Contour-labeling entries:

##########

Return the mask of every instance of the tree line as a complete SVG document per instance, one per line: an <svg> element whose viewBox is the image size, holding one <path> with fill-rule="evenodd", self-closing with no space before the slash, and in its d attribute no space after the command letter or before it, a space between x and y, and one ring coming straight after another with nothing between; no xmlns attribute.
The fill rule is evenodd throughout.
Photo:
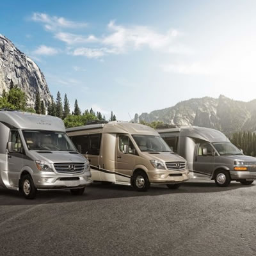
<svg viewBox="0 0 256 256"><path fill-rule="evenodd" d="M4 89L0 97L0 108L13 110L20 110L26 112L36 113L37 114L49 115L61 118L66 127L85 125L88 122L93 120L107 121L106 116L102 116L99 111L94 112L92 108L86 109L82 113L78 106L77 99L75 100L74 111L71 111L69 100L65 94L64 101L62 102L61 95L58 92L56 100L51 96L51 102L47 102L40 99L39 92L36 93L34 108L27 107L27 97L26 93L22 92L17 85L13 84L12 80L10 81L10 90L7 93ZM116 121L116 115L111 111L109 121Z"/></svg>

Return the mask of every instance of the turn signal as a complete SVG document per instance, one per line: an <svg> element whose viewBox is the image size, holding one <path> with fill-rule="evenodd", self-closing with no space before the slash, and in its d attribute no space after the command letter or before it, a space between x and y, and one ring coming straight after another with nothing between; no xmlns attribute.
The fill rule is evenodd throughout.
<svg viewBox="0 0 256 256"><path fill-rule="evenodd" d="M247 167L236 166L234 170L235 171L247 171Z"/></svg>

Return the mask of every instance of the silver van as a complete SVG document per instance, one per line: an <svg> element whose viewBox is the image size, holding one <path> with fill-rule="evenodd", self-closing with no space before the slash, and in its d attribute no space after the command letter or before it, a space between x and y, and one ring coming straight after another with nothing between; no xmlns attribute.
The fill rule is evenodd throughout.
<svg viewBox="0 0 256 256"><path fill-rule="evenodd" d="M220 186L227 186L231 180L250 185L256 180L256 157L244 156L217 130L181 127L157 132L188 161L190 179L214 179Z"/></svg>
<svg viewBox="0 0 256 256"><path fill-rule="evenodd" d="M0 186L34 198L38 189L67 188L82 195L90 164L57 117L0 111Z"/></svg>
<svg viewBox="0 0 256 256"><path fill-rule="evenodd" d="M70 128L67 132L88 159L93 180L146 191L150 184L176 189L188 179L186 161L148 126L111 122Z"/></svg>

##########

### WHAT TO WORK ON
Return the stretch from the start of the records through the line containing "89L0 97L0 108L13", both ends included, verbatim. Omit the pictures from your answer.

### ANSWER BELOW
Return the mask of every instance of the tree line as a complete SVG document per instance, one per line: an <svg> element whose viewBox is the image size, holding one <path> with fill-rule="evenodd", self-closing with no space before the slash, and in its d attribute no space after the command letter or before it, a space between x and y, and one ring coming straight after another with nothing between; no xmlns attribute.
The fill rule is evenodd throughout.
Photo:
<svg viewBox="0 0 256 256"><path fill-rule="evenodd" d="M4 89L0 97L0 108L13 110L20 110L26 112L36 113L37 114L49 115L61 118L66 127L85 125L88 122L93 120L107 121L106 116L102 116L99 111L94 112L92 108L86 109L82 113L78 106L77 99L75 100L74 111L71 111L69 100L65 94L64 101L62 102L61 95L58 92L56 100L51 96L51 102L47 102L40 99L39 92L36 93L34 108L27 107L27 97L26 93L22 92L17 85L13 84L12 80L10 81L10 90L7 93ZM116 121L116 115L111 111L109 121Z"/></svg>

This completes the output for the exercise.